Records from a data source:
++++

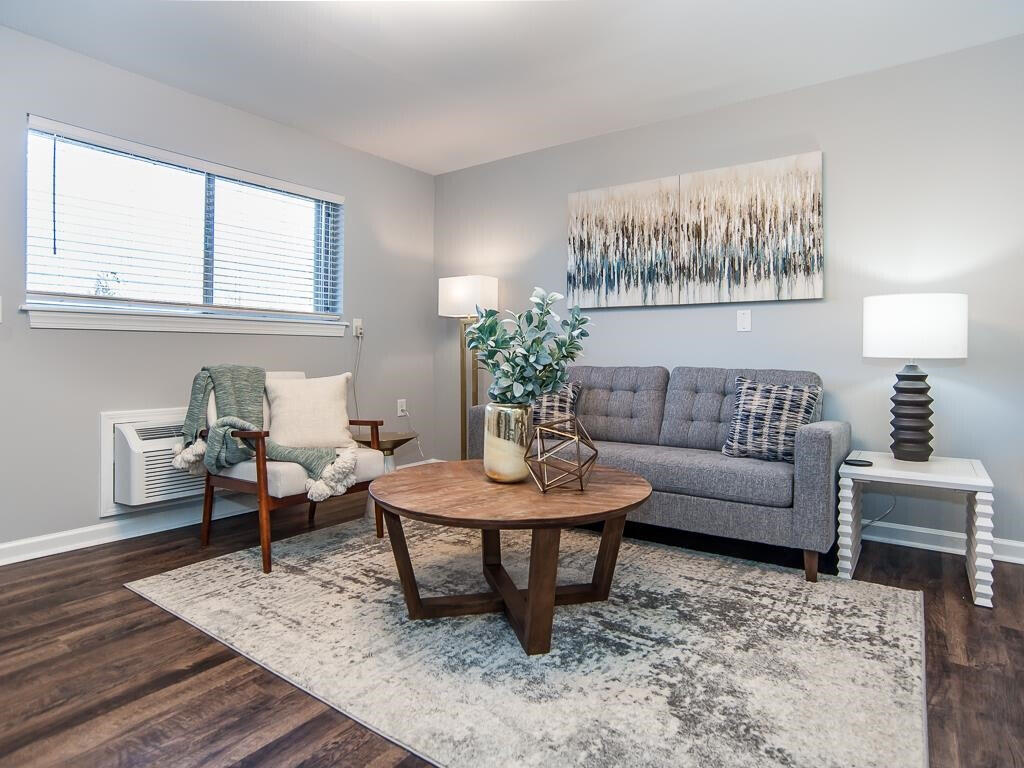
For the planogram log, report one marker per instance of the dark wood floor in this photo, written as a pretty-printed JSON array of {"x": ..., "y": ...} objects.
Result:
[{"x": 92, "y": 675}]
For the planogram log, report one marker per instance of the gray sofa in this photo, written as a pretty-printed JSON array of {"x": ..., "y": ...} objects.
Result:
[{"x": 671, "y": 428}]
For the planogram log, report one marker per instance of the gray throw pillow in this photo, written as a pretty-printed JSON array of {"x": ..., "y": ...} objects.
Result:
[{"x": 764, "y": 424}]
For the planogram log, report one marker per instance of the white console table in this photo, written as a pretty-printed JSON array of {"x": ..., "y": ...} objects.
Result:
[{"x": 956, "y": 474}]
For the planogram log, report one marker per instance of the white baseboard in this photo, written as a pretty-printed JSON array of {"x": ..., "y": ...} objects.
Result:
[
  {"x": 121, "y": 527},
  {"x": 1007, "y": 550},
  {"x": 118, "y": 528}
]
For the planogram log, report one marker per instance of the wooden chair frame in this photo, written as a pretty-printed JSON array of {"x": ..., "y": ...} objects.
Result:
[{"x": 267, "y": 503}]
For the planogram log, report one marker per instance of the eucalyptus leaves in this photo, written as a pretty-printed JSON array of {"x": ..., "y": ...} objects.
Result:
[{"x": 526, "y": 353}]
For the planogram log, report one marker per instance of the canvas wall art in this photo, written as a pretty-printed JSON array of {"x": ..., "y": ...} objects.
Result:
[{"x": 750, "y": 232}]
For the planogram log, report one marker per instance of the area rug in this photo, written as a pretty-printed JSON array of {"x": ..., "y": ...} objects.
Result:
[{"x": 694, "y": 660}]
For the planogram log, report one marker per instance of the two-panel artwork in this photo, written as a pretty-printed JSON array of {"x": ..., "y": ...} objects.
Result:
[{"x": 750, "y": 232}]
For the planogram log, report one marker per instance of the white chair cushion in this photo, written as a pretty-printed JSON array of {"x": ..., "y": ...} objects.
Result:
[
  {"x": 309, "y": 413},
  {"x": 211, "y": 407},
  {"x": 288, "y": 478}
]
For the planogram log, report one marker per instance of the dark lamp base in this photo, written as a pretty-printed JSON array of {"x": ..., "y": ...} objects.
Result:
[{"x": 911, "y": 416}]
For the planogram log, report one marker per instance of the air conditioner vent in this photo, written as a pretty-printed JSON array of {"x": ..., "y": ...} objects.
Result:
[
  {"x": 142, "y": 470},
  {"x": 159, "y": 432}
]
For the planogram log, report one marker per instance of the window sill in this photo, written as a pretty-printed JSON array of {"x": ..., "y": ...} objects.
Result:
[{"x": 108, "y": 318}]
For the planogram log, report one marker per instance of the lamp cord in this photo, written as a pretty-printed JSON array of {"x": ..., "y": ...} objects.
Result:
[
  {"x": 355, "y": 374},
  {"x": 881, "y": 517}
]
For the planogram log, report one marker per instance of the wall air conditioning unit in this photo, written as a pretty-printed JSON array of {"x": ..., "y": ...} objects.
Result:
[{"x": 142, "y": 471}]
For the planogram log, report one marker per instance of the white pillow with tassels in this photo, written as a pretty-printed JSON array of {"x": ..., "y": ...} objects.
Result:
[{"x": 309, "y": 413}]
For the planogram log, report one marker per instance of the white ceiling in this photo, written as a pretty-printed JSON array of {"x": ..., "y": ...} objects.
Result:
[{"x": 445, "y": 85}]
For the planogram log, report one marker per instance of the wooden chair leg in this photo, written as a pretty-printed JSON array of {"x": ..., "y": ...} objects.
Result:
[
  {"x": 264, "y": 535},
  {"x": 207, "y": 513},
  {"x": 810, "y": 565}
]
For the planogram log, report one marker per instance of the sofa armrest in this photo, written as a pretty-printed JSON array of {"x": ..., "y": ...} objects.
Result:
[
  {"x": 820, "y": 448},
  {"x": 474, "y": 432}
]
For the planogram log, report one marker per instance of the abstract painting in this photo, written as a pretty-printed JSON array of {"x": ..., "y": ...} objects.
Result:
[{"x": 750, "y": 232}]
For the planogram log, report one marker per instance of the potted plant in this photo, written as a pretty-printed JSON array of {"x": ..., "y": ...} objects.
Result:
[{"x": 526, "y": 354}]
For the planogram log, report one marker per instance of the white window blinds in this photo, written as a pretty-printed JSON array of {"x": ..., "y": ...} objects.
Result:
[{"x": 113, "y": 226}]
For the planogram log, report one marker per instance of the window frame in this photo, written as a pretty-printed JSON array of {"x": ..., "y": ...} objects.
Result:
[{"x": 72, "y": 311}]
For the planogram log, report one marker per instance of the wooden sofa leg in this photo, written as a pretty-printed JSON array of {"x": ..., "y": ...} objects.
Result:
[
  {"x": 204, "y": 537},
  {"x": 810, "y": 565}
]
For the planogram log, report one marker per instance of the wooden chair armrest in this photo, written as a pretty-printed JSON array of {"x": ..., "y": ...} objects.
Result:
[{"x": 375, "y": 425}]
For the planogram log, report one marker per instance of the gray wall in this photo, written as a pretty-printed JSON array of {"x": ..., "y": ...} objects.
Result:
[
  {"x": 55, "y": 383},
  {"x": 923, "y": 192}
]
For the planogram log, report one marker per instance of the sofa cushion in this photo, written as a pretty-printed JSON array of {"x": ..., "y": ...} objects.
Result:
[
  {"x": 625, "y": 403},
  {"x": 699, "y": 402},
  {"x": 702, "y": 473},
  {"x": 288, "y": 478}
]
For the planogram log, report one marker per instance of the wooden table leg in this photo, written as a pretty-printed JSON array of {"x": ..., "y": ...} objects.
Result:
[
  {"x": 492, "y": 541},
  {"x": 607, "y": 554},
  {"x": 541, "y": 591},
  {"x": 406, "y": 574},
  {"x": 979, "y": 547}
]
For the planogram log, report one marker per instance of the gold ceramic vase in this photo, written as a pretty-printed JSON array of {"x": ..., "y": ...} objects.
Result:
[{"x": 506, "y": 432}]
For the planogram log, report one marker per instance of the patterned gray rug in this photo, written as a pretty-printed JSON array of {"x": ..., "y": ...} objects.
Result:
[{"x": 695, "y": 660}]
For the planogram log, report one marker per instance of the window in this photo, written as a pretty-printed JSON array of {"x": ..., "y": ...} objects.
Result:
[{"x": 111, "y": 228}]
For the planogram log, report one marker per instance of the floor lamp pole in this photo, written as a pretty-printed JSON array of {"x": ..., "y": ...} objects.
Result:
[{"x": 464, "y": 324}]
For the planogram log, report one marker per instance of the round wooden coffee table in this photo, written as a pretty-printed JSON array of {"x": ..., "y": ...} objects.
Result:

++++

- **Goal**
Rewrite all of the data above, switching "planogram log" to "placement log" wherever it appears and leaving everything else the same. Leave the pictures out.

- **Exercise output**
For the placement log, report one marker per instance of the dark wood floor in this photo, written as a pretty-printed JSON array of {"x": ..., "y": ...} objects.
Result:
[{"x": 92, "y": 675}]
For the placement log, report one marker per instance of the gray sofa in this photo, written as a pretty-printed JSON array of {"x": ..., "y": ...} objects.
Result:
[{"x": 671, "y": 428}]
For the placement log, report one marker per instance of the gray throw pillow in this photo, written as a pretty-printed JSON array of {"x": ..., "y": ...} objects.
Result:
[{"x": 764, "y": 424}]
For the placement log, report one marker per instance of the white console table in this photo, written as a pretty-printed JSON array of {"x": ..., "y": ...} objects.
Result:
[{"x": 956, "y": 474}]
For the placement log, report one marker per instance of the white baseboard in this photo, written as a pretty-printed JSON array of {"x": ..., "y": ...} objects.
Result:
[
  {"x": 121, "y": 527},
  {"x": 1007, "y": 550},
  {"x": 118, "y": 528}
]
For the placement log, report one marker per instance of the wooden chair frame in this photo, written as a pretty-printed JSON array of {"x": ..., "y": ...} objects.
Result:
[{"x": 267, "y": 503}]
For the placement log, report one marker per instance of the eucalyptus leaves in this photo, written as a pretty-printed JSON array of {"x": ..., "y": ...} objects.
Result:
[{"x": 526, "y": 353}]
For the placement log, report one marker per instance of the canvas wall art in this photo, written as a pretty-printed JSON array of {"x": ..., "y": ...} objects.
Result:
[{"x": 750, "y": 232}]
For the placement log, report one marker per instance of the area rug in this photo, written as a pretty-printed JSON array of {"x": ..., "y": ...} objects.
Result:
[{"x": 694, "y": 660}]
For the placement log, report one marker per instance of the two-panel artwork in this photo, written as a pretty-printed JSON array of {"x": ..., "y": ...} objects.
Result:
[{"x": 750, "y": 232}]
For the placement log, report one marker per instance of the white chair cushion in this photo, written as a pretty-printed JSON array of {"x": ..., "y": ...} objects.
Result:
[
  {"x": 309, "y": 413},
  {"x": 211, "y": 407},
  {"x": 288, "y": 478}
]
For the placement log, report one marker per instance of the dark lamp base in this photo, written as a pretty-printed JSON array of {"x": ..., "y": ...} objects.
Result:
[{"x": 911, "y": 416}]
For the placement log, report one marker per instance of the air conditioner vent in this photo, written as a pretty-printed JSON array of {"x": ..., "y": ...} objects.
Result:
[
  {"x": 142, "y": 470},
  {"x": 159, "y": 432}
]
For the placement log, report one marker per instance of the window sill in this photo, written as a pretty-printed JSON array of {"x": ..., "y": ...} objects.
Result:
[{"x": 108, "y": 318}]
For the placement log, report one marker per instance of the lamp cord in this photo, written as a pretty-printed JSON array of {"x": ..., "y": ...} objects.
Result:
[
  {"x": 355, "y": 374},
  {"x": 881, "y": 517}
]
For the placement log, report one marker per instance of the wall air conditioning unit in this photo, written as a pretty-printed JSON array of {"x": ..., "y": ...} objects.
Result:
[{"x": 142, "y": 471}]
For the placement log, report one marker per instance of the white pillow with tassels in this photo, written as a pretty-printed JSON array of {"x": ..., "y": ...} objects.
Result:
[{"x": 309, "y": 413}]
For the placement log, report one marker per instance of the white ceiling in this photo, written as a pretty-printed JSON array of {"x": ..., "y": ...} objects.
Result:
[{"x": 445, "y": 85}]
For the placement log, report one marker per instance of the wooden chair leg in this photo, written as a pretty-printed JSON array of {"x": ..., "y": ...} objects.
Result:
[
  {"x": 264, "y": 535},
  {"x": 207, "y": 513},
  {"x": 810, "y": 565}
]
For the placement log, report one marker per instance of the sofa armrest in this photo, written as a pretty-printed JSON array of {"x": ..., "y": ...} objects.
Result:
[
  {"x": 820, "y": 448},
  {"x": 474, "y": 432}
]
For the placement log, report one marker per instance of the abstract painting in this photo, written as a pretty-printed JSON array of {"x": ..., "y": ...} objects.
Result:
[{"x": 750, "y": 232}]
For the placement log, report one marker per instance of the potted plant in this photo, written as a pretty-printed JSON array of {"x": ..., "y": ...} objects.
Result:
[{"x": 526, "y": 354}]
For the placement log, report one marker per instance of the white window blinds in this photo, written as a pretty-printed JSON array of {"x": ..., "y": ...} objects.
Result:
[{"x": 113, "y": 226}]
For the placement log, report one marker per instance of the window frame in this photo, written as a pretty-printed JSON array of {"x": ..., "y": ...} objects.
Result:
[{"x": 72, "y": 311}]
For the placement log, report one marker per instance of the wooden sofa leg in this photo, written as a pretty-printed JSON array of {"x": ..., "y": ...} objects.
Result:
[
  {"x": 204, "y": 537},
  {"x": 810, "y": 565}
]
For the placement log, report one marker per instance of the wooden chair armrest in this photo, written as a pretty-printed JSON array of {"x": ..., "y": ...} objects.
Result:
[{"x": 375, "y": 425}]
For the placement log, report one marker per instance of the gray wall in this photo, written as a pretty-printed JSON array of {"x": ..., "y": ...} objects.
Result:
[
  {"x": 55, "y": 383},
  {"x": 923, "y": 192}
]
For the placement log, report one marker per instance of the sofa cushion in this photo, written as a pretty-printed JSON array of {"x": ..., "y": ...} objects.
Result:
[
  {"x": 625, "y": 403},
  {"x": 699, "y": 402},
  {"x": 702, "y": 473},
  {"x": 288, "y": 478}
]
For the placement log, report one marker per instance of the wooden table leg in this photo, written as a pretty-printed JSON array of {"x": ..., "y": ...} objects.
Result:
[
  {"x": 492, "y": 541},
  {"x": 607, "y": 554},
  {"x": 541, "y": 591},
  {"x": 406, "y": 574},
  {"x": 979, "y": 547}
]
For the placement log, report one marker per instance of the gold ceramic vase in this photo, written as a pretty-printed JSON array of {"x": ..., "y": ...} objects.
Result:
[{"x": 506, "y": 432}]
For the placement log, report one marker per instance of the patterned gray rug in this photo, written as a pretty-printed JSON array of {"x": ..., "y": ...} objects.
Result:
[{"x": 695, "y": 660}]
For the placement log, report one marker per instance of the window in this photo, written as a pretty-printed JSON array of {"x": ..., "y": ...} objects.
Result:
[{"x": 111, "y": 228}]
For the placement log, report one marker per instance of the floor lamp pole in this photo, written as a pretty-printed JSON array of {"x": ..., "y": ...} objects.
Result:
[{"x": 464, "y": 324}]
For the placement log, report one marker per instance of the round wooden coffee table in this photo, written as a pretty-printed JSON array of {"x": ..., "y": ...} objects.
Result:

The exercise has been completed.